**REQUEST**
List every line of the data below that contains the string "covered", copying each one in full. Treat uppercase and lowercase as different.

+++ DATA IN THIS EXERCISE +++

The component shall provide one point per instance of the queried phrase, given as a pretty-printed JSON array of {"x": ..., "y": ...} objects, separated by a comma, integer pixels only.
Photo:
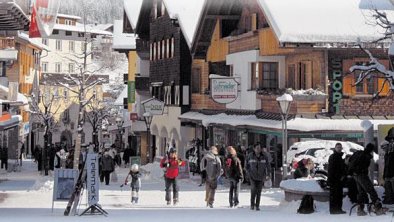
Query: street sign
[
  {"x": 224, "y": 90},
  {"x": 153, "y": 106},
  {"x": 133, "y": 116}
]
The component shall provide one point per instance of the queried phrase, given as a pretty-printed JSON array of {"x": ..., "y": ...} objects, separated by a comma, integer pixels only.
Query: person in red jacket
[{"x": 171, "y": 164}]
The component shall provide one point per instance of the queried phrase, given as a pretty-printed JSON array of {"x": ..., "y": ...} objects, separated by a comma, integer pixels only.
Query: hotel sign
[
  {"x": 153, "y": 106},
  {"x": 224, "y": 90}
]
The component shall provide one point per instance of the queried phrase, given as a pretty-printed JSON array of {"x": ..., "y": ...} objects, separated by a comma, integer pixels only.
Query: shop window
[
  {"x": 290, "y": 77},
  {"x": 59, "y": 45},
  {"x": 196, "y": 80}
]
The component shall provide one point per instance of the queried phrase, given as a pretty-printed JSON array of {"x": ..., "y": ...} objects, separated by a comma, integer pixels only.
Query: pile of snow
[
  {"x": 298, "y": 147},
  {"x": 301, "y": 184}
]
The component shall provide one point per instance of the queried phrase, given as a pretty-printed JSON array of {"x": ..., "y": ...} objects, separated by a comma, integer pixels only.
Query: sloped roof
[
  {"x": 132, "y": 9},
  {"x": 122, "y": 40},
  {"x": 324, "y": 21},
  {"x": 188, "y": 14},
  {"x": 54, "y": 79}
]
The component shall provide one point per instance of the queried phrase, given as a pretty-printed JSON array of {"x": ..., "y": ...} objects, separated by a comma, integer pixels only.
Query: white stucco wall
[
  {"x": 169, "y": 126},
  {"x": 241, "y": 63},
  {"x": 64, "y": 56}
]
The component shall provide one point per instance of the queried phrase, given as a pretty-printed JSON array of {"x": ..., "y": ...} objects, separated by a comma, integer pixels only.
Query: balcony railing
[
  {"x": 7, "y": 43},
  {"x": 142, "y": 83}
]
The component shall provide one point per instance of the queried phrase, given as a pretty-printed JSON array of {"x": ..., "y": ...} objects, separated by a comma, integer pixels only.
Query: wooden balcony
[
  {"x": 6, "y": 43},
  {"x": 302, "y": 104},
  {"x": 14, "y": 15}
]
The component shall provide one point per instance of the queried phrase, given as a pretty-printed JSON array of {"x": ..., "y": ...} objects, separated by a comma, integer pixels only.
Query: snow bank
[{"x": 302, "y": 184}]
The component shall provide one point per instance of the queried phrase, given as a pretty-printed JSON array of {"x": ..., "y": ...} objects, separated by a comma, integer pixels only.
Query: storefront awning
[{"x": 295, "y": 124}]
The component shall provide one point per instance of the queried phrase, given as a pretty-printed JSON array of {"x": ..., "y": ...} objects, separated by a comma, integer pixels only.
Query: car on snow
[{"x": 319, "y": 151}]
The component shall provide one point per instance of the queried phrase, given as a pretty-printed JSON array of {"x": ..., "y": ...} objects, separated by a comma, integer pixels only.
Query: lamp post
[
  {"x": 284, "y": 102},
  {"x": 148, "y": 120},
  {"x": 119, "y": 122}
]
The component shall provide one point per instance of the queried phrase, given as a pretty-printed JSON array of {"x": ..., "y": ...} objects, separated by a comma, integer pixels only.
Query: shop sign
[
  {"x": 224, "y": 90},
  {"x": 153, "y": 106}
]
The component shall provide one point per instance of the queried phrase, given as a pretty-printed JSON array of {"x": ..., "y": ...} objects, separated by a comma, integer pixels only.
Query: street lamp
[
  {"x": 148, "y": 120},
  {"x": 284, "y": 102},
  {"x": 119, "y": 122}
]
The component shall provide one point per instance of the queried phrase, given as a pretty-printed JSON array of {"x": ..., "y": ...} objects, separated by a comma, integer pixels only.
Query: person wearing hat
[
  {"x": 259, "y": 170},
  {"x": 388, "y": 172},
  {"x": 358, "y": 166},
  {"x": 135, "y": 183},
  {"x": 212, "y": 165},
  {"x": 171, "y": 163}
]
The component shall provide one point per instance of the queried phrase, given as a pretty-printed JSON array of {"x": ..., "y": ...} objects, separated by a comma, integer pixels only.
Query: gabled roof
[
  {"x": 188, "y": 14},
  {"x": 122, "y": 40},
  {"x": 132, "y": 9},
  {"x": 323, "y": 21},
  {"x": 229, "y": 10}
]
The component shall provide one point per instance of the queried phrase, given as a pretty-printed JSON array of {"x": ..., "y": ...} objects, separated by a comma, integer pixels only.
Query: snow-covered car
[
  {"x": 317, "y": 146},
  {"x": 320, "y": 150}
]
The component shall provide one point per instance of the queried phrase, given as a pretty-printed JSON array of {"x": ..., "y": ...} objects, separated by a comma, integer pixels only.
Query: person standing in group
[
  {"x": 107, "y": 167},
  {"x": 358, "y": 167},
  {"x": 135, "y": 183},
  {"x": 234, "y": 174},
  {"x": 336, "y": 176},
  {"x": 212, "y": 165},
  {"x": 259, "y": 169},
  {"x": 171, "y": 164}
]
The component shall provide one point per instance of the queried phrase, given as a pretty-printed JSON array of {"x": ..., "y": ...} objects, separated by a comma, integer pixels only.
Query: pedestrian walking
[
  {"x": 235, "y": 175},
  {"x": 336, "y": 176},
  {"x": 135, "y": 183},
  {"x": 258, "y": 169},
  {"x": 171, "y": 165},
  {"x": 358, "y": 167},
  {"x": 212, "y": 165}
]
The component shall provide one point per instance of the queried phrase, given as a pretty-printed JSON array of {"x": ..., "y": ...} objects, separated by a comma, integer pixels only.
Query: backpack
[
  {"x": 307, "y": 205},
  {"x": 354, "y": 165}
]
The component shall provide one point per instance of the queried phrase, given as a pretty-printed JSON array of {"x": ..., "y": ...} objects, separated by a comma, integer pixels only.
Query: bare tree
[{"x": 44, "y": 114}]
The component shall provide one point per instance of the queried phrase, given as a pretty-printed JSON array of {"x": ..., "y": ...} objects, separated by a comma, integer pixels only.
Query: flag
[{"x": 34, "y": 32}]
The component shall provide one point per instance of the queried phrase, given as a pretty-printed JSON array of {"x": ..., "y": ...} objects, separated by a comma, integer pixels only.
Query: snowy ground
[{"x": 26, "y": 196}]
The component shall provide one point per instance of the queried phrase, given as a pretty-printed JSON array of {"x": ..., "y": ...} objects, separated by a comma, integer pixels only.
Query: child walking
[{"x": 135, "y": 183}]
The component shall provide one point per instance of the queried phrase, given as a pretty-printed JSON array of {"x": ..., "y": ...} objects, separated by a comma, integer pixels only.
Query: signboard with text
[
  {"x": 224, "y": 90},
  {"x": 92, "y": 178},
  {"x": 153, "y": 106}
]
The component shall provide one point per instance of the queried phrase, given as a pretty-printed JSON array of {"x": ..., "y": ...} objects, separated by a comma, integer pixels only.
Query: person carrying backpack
[
  {"x": 336, "y": 175},
  {"x": 234, "y": 174},
  {"x": 358, "y": 167}
]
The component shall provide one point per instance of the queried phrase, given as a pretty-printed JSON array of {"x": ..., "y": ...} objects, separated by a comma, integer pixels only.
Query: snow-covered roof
[
  {"x": 119, "y": 100},
  {"x": 296, "y": 124},
  {"x": 68, "y": 16},
  {"x": 34, "y": 41},
  {"x": 20, "y": 98},
  {"x": 122, "y": 40},
  {"x": 188, "y": 14},
  {"x": 322, "y": 21},
  {"x": 132, "y": 9},
  {"x": 80, "y": 28}
]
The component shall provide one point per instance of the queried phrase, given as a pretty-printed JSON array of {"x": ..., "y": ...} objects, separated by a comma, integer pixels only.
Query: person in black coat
[
  {"x": 358, "y": 167},
  {"x": 336, "y": 175}
]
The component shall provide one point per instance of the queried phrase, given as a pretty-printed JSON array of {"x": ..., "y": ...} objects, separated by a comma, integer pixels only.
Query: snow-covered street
[{"x": 26, "y": 195}]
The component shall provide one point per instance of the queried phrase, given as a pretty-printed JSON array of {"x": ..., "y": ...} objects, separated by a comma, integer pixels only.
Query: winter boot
[
  {"x": 360, "y": 210},
  {"x": 378, "y": 209}
]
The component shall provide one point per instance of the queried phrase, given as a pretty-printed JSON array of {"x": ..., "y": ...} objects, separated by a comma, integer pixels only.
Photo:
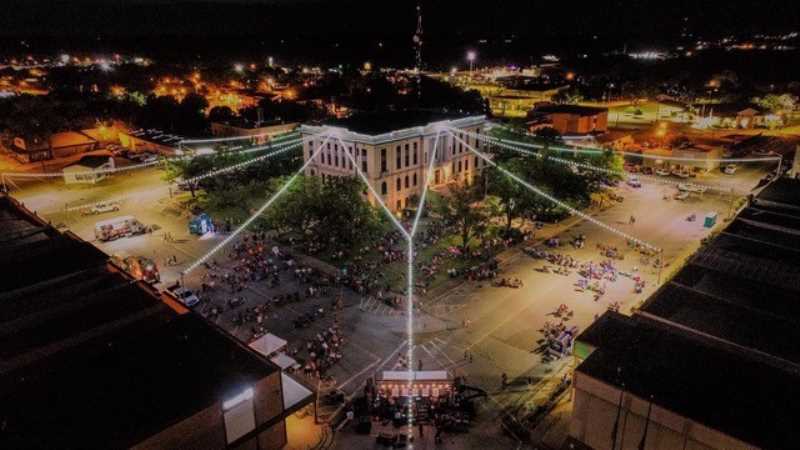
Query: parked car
[
  {"x": 100, "y": 208},
  {"x": 143, "y": 157},
  {"x": 634, "y": 182},
  {"x": 185, "y": 296}
]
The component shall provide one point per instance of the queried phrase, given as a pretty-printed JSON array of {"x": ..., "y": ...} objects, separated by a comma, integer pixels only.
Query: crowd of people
[{"x": 322, "y": 352}]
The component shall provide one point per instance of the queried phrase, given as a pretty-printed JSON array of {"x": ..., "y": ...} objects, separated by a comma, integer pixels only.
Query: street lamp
[{"x": 471, "y": 58}]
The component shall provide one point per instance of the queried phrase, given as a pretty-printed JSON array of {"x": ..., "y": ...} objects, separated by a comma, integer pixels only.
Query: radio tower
[{"x": 418, "y": 49}]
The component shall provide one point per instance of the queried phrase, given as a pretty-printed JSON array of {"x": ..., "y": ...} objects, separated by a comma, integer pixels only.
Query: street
[{"x": 474, "y": 330}]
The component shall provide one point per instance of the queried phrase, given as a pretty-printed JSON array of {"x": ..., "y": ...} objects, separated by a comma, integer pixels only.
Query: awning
[
  {"x": 294, "y": 393},
  {"x": 283, "y": 361},
  {"x": 268, "y": 344}
]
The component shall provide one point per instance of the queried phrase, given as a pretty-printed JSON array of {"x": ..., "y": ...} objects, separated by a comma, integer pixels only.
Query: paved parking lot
[{"x": 505, "y": 324}]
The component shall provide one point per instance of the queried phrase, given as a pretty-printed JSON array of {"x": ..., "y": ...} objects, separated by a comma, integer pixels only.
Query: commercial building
[
  {"x": 261, "y": 131},
  {"x": 57, "y": 145},
  {"x": 710, "y": 360},
  {"x": 572, "y": 119},
  {"x": 91, "y": 358},
  {"x": 694, "y": 157},
  {"x": 392, "y": 151},
  {"x": 90, "y": 169},
  {"x": 152, "y": 141}
]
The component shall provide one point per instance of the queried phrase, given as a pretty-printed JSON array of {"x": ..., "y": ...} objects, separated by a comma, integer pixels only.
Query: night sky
[
  {"x": 319, "y": 31},
  {"x": 628, "y": 19}
]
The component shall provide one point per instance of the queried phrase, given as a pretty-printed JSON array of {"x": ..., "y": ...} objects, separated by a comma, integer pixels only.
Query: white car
[
  {"x": 683, "y": 187},
  {"x": 100, "y": 208},
  {"x": 185, "y": 296}
]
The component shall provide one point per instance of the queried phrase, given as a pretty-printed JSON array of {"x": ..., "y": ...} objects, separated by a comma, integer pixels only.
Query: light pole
[{"x": 471, "y": 58}]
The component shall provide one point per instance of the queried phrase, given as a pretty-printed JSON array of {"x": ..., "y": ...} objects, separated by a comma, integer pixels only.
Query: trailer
[{"x": 112, "y": 229}]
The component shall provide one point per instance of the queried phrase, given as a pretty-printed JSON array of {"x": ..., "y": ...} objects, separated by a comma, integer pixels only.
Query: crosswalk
[
  {"x": 378, "y": 307},
  {"x": 442, "y": 354}
]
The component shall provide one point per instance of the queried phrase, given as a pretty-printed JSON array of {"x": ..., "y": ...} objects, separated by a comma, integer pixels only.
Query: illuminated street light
[{"x": 471, "y": 55}]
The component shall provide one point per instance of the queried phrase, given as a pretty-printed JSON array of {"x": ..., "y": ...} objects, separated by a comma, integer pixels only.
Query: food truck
[{"x": 123, "y": 226}]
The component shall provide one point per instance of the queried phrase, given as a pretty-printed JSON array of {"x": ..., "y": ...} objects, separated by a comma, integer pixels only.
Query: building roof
[
  {"x": 783, "y": 192},
  {"x": 156, "y": 136},
  {"x": 718, "y": 342},
  {"x": 134, "y": 383},
  {"x": 91, "y": 161},
  {"x": 570, "y": 109},
  {"x": 375, "y": 123},
  {"x": 89, "y": 357},
  {"x": 70, "y": 139},
  {"x": 693, "y": 377}
]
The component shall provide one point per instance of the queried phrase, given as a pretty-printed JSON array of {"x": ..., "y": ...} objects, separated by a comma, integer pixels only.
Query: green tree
[
  {"x": 510, "y": 198},
  {"x": 776, "y": 103},
  {"x": 333, "y": 213},
  {"x": 464, "y": 209}
]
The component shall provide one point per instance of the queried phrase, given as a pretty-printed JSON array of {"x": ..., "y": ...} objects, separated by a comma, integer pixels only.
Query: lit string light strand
[
  {"x": 255, "y": 215},
  {"x": 596, "y": 151},
  {"x": 558, "y": 202},
  {"x": 621, "y": 173}
]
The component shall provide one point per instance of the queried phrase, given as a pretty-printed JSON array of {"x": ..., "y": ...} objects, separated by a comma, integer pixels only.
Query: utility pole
[{"x": 418, "y": 50}]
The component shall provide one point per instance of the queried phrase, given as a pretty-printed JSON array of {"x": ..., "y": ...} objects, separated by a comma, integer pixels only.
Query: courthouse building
[{"x": 392, "y": 151}]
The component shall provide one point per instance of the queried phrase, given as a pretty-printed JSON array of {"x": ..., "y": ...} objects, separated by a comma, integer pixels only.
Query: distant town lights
[{"x": 247, "y": 394}]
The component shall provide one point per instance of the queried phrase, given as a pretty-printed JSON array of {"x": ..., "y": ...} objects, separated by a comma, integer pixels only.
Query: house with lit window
[
  {"x": 392, "y": 150},
  {"x": 571, "y": 119}
]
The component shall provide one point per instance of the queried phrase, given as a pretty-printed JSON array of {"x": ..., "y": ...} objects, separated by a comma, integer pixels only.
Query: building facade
[
  {"x": 573, "y": 119},
  {"x": 395, "y": 162},
  {"x": 261, "y": 132}
]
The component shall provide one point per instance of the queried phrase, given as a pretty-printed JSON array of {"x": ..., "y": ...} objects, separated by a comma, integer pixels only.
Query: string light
[
  {"x": 243, "y": 164},
  {"x": 555, "y": 200},
  {"x": 425, "y": 188},
  {"x": 237, "y": 138},
  {"x": 595, "y": 168},
  {"x": 255, "y": 215},
  {"x": 137, "y": 166},
  {"x": 389, "y": 214},
  {"x": 279, "y": 150},
  {"x": 631, "y": 154}
]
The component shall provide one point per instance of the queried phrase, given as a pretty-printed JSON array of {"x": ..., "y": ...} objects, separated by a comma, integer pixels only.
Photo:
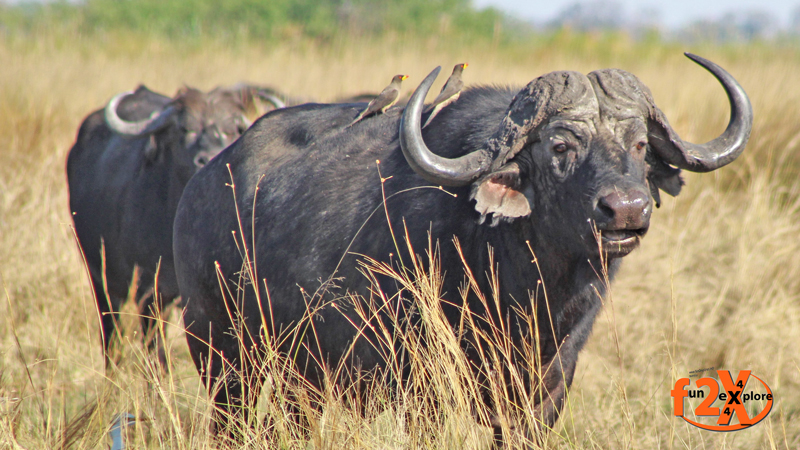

+++

**ANSWER TO THIS TASK**
Query: snow-covered car
Query: snow-covered roof
Query: snow-covered street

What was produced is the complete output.